**WRITTEN EXERCISE**
Reproduce the following listing line for line, without changing anything.
[begin SUPPLIED DATA]
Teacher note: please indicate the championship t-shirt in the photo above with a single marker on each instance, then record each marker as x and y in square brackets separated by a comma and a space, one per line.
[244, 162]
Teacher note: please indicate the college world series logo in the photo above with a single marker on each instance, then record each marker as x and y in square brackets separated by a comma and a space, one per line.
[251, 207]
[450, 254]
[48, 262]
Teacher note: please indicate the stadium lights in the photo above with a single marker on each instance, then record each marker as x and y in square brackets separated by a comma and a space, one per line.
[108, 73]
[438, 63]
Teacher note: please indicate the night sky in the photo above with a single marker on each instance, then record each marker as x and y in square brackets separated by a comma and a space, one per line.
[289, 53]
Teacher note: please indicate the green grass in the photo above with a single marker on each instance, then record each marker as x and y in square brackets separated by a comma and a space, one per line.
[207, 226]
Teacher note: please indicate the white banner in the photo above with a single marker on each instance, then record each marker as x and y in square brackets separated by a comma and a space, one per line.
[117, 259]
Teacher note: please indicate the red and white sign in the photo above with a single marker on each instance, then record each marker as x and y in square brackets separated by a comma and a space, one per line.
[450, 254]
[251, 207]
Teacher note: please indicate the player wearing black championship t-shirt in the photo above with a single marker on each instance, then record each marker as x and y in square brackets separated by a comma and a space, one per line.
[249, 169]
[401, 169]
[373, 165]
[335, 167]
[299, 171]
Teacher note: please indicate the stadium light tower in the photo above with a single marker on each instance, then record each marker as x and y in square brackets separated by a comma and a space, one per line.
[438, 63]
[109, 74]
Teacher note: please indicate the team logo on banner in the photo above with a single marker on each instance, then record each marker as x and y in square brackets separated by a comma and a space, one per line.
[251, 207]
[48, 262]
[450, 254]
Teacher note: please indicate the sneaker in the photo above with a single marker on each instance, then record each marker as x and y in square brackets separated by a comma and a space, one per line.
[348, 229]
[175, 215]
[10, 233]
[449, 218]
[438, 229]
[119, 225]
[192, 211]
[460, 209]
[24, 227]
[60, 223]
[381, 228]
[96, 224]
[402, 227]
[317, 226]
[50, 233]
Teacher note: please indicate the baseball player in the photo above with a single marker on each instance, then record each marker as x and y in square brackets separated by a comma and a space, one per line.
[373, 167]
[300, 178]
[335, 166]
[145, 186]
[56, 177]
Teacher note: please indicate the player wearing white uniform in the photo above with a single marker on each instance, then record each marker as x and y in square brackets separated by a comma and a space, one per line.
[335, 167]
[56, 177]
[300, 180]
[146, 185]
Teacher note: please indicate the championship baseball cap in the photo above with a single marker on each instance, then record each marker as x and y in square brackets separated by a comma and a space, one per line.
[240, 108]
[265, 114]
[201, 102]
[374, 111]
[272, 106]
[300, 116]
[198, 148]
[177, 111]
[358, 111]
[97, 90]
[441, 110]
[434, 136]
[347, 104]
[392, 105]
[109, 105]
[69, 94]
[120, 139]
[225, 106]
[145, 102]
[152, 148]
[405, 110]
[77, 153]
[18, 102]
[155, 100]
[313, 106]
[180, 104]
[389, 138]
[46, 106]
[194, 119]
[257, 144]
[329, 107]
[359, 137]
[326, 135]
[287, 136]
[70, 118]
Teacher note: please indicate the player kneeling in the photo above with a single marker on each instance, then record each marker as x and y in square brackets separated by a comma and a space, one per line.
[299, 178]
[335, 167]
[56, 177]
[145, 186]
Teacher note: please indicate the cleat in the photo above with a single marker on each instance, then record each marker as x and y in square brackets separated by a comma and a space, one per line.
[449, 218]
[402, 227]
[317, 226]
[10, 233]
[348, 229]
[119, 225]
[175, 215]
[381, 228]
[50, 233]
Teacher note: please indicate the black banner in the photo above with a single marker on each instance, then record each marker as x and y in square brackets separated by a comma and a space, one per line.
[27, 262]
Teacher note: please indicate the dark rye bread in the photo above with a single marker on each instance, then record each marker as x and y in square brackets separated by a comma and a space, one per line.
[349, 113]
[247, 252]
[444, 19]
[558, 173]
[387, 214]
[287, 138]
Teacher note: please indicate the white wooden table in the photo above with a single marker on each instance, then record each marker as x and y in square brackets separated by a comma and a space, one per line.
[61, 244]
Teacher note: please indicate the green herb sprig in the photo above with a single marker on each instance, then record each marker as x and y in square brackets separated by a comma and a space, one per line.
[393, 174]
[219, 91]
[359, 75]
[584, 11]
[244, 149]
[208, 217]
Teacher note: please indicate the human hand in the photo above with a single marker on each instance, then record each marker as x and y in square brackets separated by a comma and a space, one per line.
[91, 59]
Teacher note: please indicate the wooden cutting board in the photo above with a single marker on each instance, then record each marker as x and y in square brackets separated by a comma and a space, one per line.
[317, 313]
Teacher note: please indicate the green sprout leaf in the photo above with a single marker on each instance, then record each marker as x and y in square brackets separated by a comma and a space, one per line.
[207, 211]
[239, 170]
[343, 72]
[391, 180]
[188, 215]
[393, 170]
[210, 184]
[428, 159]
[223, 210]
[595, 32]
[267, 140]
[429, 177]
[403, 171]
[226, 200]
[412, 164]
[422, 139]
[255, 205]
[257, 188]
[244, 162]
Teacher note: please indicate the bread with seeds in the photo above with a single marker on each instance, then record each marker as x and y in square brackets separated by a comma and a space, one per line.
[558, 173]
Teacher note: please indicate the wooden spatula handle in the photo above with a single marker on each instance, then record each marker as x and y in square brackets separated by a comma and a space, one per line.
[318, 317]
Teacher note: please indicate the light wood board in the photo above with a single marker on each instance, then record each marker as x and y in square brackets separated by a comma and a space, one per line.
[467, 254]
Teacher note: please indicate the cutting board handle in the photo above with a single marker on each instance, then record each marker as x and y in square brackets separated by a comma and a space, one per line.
[end SUPPLIED DATA]
**TASK SOLUTION**
Teacher note: please indicate the championship t-shirt in the photo above with a single marker on each instance, then record each marker as x and y in square brackets separated by a comma and a space, one per line.
[244, 162]
Teacher note: please indicate the college world series logo in the photo above with a single marker on each instance, then record each marker as x and y in square brackets separated by a comma and a space, one per line.
[251, 207]
[450, 254]
[48, 262]
Teacher note: please indicate the stadium lights in the photo above with a single marker on each instance, then record each marker as x and y in square brackets separated by a comma and a space, one per line.
[108, 73]
[438, 63]
Teacher note: please indicate the night sky in the photo above with a single marker on each instance, then record each marker as x and y in square brackets separated by a comma and a space, one per line.
[289, 53]
Teacher note: please indicate the green grass in the photo above with a single marker on each instance, then record each marker as x and y in square brackets separated by a comma and a space, one per line.
[207, 226]
Teacher note: please indicate the white banner in the photo above with a single marker on each instance, then record each marker as x and y in square brackets separated by a comma and a space, one per line.
[117, 259]
Teacher note: please indicate the red and white sign in the photo above with a single marker on each instance, then record each marker as x and y in square brackets separated by a comma and a space, one per line.
[450, 254]
[251, 207]
Teacher note: please indicate the player wearing black championship t-shirt in the photo above with a single marker on each instance, then record each marker as x and y in square brackets separated by a comma and a space, one per line.
[249, 169]
[401, 169]
[373, 165]
[335, 167]
[299, 171]
Teacher note: please indicate the stadium light tower in the photo above with a single marker on each instance, then record each marker as x and y in square brackets separated by a comma and a space, one per line.
[438, 63]
[109, 74]
Teacher note: please indicate the team logo on banner in the photo above with a single marker on each instance, then record each marker as x and y in square brackets separated by a comma and a space, one per line.
[251, 207]
[48, 262]
[450, 254]
Teacher note: please indicate the sneaker in the photo above with a single marker on each instance, then record each marker as x and y in square brackets separated by a comma and a space, one per line.
[348, 229]
[175, 215]
[10, 233]
[449, 218]
[438, 229]
[119, 225]
[192, 211]
[460, 209]
[24, 227]
[60, 223]
[381, 228]
[96, 224]
[402, 227]
[317, 226]
[50, 233]
Teacher note: please indicate the baseball player in the photo above with a single marker on each instance, then record each marker as x and y in square brackets separated by a comma and a space, one per line.
[373, 167]
[300, 178]
[335, 166]
[145, 186]
[56, 177]
Teacher note: please indicate the player wearing white uniform in the photo above with a single marker on each instance, then record each marker as x and y in square brackets separated by a comma and a space, one per line.
[335, 167]
[56, 177]
[300, 180]
[146, 185]
Teacher note: please indicate the championship baseball cap in the photo above with a single marker on each instance, then record each marker as x and y in square brackets separated by a comma and a space, one per line.
[240, 108]
[265, 114]
[201, 102]
[374, 111]
[272, 106]
[300, 116]
[198, 148]
[177, 111]
[358, 111]
[97, 90]
[441, 110]
[434, 136]
[347, 104]
[392, 105]
[109, 105]
[69, 94]
[120, 139]
[225, 106]
[145, 102]
[152, 148]
[405, 110]
[77, 153]
[18, 102]
[155, 100]
[313, 106]
[180, 104]
[389, 138]
[46, 106]
[194, 119]
[257, 144]
[329, 107]
[359, 137]
[326, 135]
[287, 136]
[70, 118]
Teacher note: please indicate the player kneeling in the photo above with a single marker on each instance, then record each marker as x and y in square brackets separated by a comma and a space, one per line.
[299, 178]
[335, 167]
[56, 177]
[145, 186]
Teacher note: please indicate the cleat in the photo above with a single marker on each instance, then record each marker as x and y in square brackets separated by a comma and a space, one per line.
[449, 218]
[402, 227]
[317, 226]
[10, 233]
[348, 229]
[119, 225]
[175, 215]
[381, 228]
[50, 233]
Teacher note: please indicate the black banner in the photo above with a single marker on each instance, then record each marker as x and y in square brackets separated by a comma and a space, one per line.
[27, 262]
Teacher note: please indicate the dark rye bread in the photo above with a single marker on each instance, then record each marker as x and y in square brackets separated by a comma and a space, one per line.
[349, 113]
[247, 252]
[444, 19]
[558, 173]
[387, 214]
[287, 138]
Teacher note: please indicate the white wooden table in the photo above with a single marker on each instance, then record each marker as x and y in square brackets separated by a comma and a space, one per line.
[61, 244]
Teacher note: please indicate the green herb sprig in the photo above with a single marker on each instance, then record each marker as x and y in square brackets separated by a comma and a space, one per line.
[393, 174]
[219, 91]
[359, 75]
[584, 11]
[244, 149]
[208, 217]
Teacher note: please indicate the human hand in the photo above with a single marker on each instance, then record each marker as x and y in square brackets separated by a comma and a space, one per line.
[91, 59]
Teacher note: please indicate the wooden cutting board in the photo above with a single marker on each instance, then record each marker as x and y in square brackets separated by a comma and a space, one per line.
[317, 313]
Teacher note: please indicate the green sprout leaf in the photo above with a single marker on each instance, then record each marker as x and y in square brackets separated by a comma and a space, one per line.
[207, 211]
[239, 170]
[343, 72]
[391, 180]
[188, 215]
[393, 170]
[210, 184]
[428, 159]
[223, 210]
[595, 32]
[267, 140]
[429, 177]
[403, 171]
[226, 200]
[412, 164]
[422, 139]
[255, 205]
[257, 188]
[244, 162]
Teacher note: please indicate the bread with seeds in the photo above with a single marker on each instance, then record each marker as x and y in square brackets separated by a comma and a space, one per line.
[558, 173]
Teacher note: please indicate the wooden spatula handle in the photo above with a single marker on each instance, then record each marker as x and y in square brackets separated by a comma and a space, one per line.
[318, 317]
Teacher note: please indicate the light wood board in the photo above with a single marker on each instance, then record each marker as x and y in square brackets separated by a comma and a space, one per line.
[467, 254]
Teacher note: please indicate the cutting board handle in the photo above with a single marker on each instance, then record each marker as x and y in square brackets separated by a comma and a space, one per line.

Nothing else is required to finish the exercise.